===== Page =====

You know who chooses legislators for Congress? ELECTIONS. If the Democrats get a super-majority in Congress, THAT WON'T BE BY ACCIDENT, THEY WOULD HAVE BEEN VOTED IN. If you or the Repubs don't want a super-majority, perhaps the party should pay more attention to the wishes of their electorate. I know that's hard to grasp for hardline Republicans, but I have faith you can do it!..

quote:
Anyway, my striking assertion that Obama wants to change the constitution? How about his own words on that 2001 interview? Let me break it down for you:


This is him lamenting that the Supreme Court never waded into the redistribution of wealth. That's not the purpose, and that's not the role of the Supreme Court. He is complaining that the Supreme Court "never ventured into the issues of redistribution of wealth and the more basic issues of political and economic justice." Nowadays, the definition of "justice" has become wide open. As many people as you talk to, you can find as many different definitions of it. But when they throw the word "political and economic justice"... this is not legal justice, which is an entirely different thing than political and economic justice, and Obama wants the court to be concerned with economic justice. He wants legal cases that end up before federal courts, including the Supreme Court. He wants judges on those courts to look at economic and political aspects of the case, not the legal definition of justice, because the legal definition of justice is not what he's interested in. Economic justice. Punishing achievers. Labeling them guilty when they haven't done anything.


Nowhere in that phrase did I ever imply from Obama, "I want the courts to redistribute the wealth and change the constitution." If you do have a similar quote, please share it.

quote:
Now here, he complains that the Warren Court was not radical enough and calls the Constitution "a charter of negative liberties."


Maybe you didn't understand the first time. Negative Liberties is an academic term taught in law school and it specifically does apply to the constitution, WHICH IS A CHARTER A NEGATIVE LIBERTIES. It tells the state what it cannot do, which is a negative connotation, hence NEGATIVE liberties. Negative for the state because its their power being limited.

Are you actually trying to tell me you think Obama is going to try to change the constitution??? Do you know what that entails? Article 5 of the constitution states...

quote:
The Congress, whenever two thirds of both Houses shall deem it necessary, shall propose Amendments to this Constitution, or, on the Application of the Legislatures of two thirds of the several States, shall call a Convention for proposing Amendments, which in either Case, shall be valid to all Intents and Purposes, as Part of this Constitution, when ratified by the Legislatures of three fourths of the several States or by Conventions in three fourths thereof, as the one or the other Mode of Ratification may be proposed by the Congress; Provided that no Amendment which may be made prior to the Year One thousand eight hundred and eight shall in any Manner affect the first and fourth Clauses in the Ninth Section of the first Article; and that no State, without its Consent, shall be deprived of its equal Suffrage in the Senate.


No chance in hell one man, even if he is president, would be able to change the constitution as he sees fit without having to go through HUGE hurdles to get it, and which, most of the time, a proposed amendment does not pass. The Framers intended amendment to the constitution be difficult for a very good reason you know. Out of 200 proposed amendments, only 33 were passes, and only 27 of that ratified. What you're doing sir, is simple fear mongering.

===== Dataset section =====

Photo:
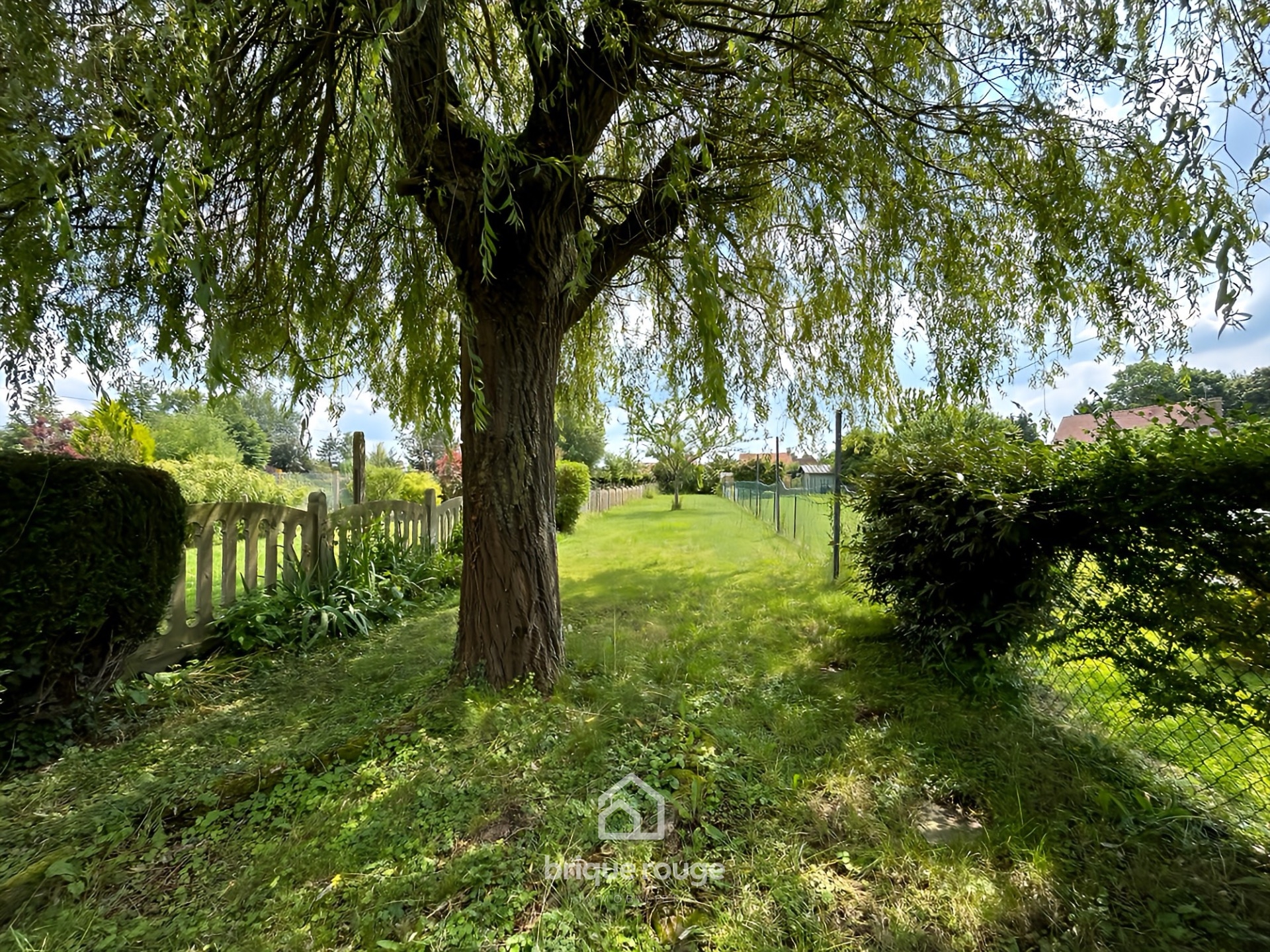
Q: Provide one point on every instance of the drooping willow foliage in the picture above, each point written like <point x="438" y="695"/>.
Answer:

=====

Instructions »
1. In the post about Obama and the Constitution, list every fraction that appears in the quoted Article 5 passage, along with the body each one applies to.
2. Extend the post about Obama and the Constitution past its final sentence.

Written responses »
1.
- two thirds: both Houses of Congress
- two thirds: the Legislatures of the several States
- three fourths: the Legislatures of the several States
- three fourths: Conventions in the several States

2.
quote:
See, he doesn't like the fact that the Constitution is "a charter of negative liberties." Negative liberties meaning that the Constitution spells out limits on the government. He loves government. He wants the government to have positive rights. He wants the Constitution to bestow positive rights on the government so the government can do things to you.


He never says, nor could it be implied, that Obama doesn't like the negative liberties of the constitution. He was talking about what government should be doing for its people, not only what it can't do.

If anyone seeks to amend the constitution, let him try. Ultimately, the people's representatives will decide whether to or not. You can thank the founders for making it very difficult to change the constitution. All this redistribute this and that is moot. I really think all this screaming, socialist! Marxist! He's going to redistribute our wealth, blah blah blah, is nothing more than rhetorical fear mongering.


Posted by Trancer-X on Oct-29-2008 08:58:

quote:
Originally posted by George Smiley
That, is evidence if ever you needed any, of the shockingly poor educational standards in Dumbed Down America


Fixed


Posted by George Smiley on Oct-29-2008 09:18:

quote:
Originally posted by Shakka
How so, lord master of the classroom? Or did you not learn analogies and metaphors in your 34th grade class?

Yes, but we also learned the difference between a piss poor analogy and an accurate analogy


Posted by George Smiley on Oct-29-2008 09:19:

quote:
Originally posted by Fir3start3r
I don't understand why people don't get this...

Because, as it bears no resemblance to reality, it is a piss poor analogy...


Posted by George Smiley on Oct-29-2008 09:44:

quote:
Originally posted by The17sss
No... what the heck? I'm suggesting that for the word "fair" to be taken literally, the same percentage of one's earnings regardless of overall wealth should be paid out in taxes for everyone.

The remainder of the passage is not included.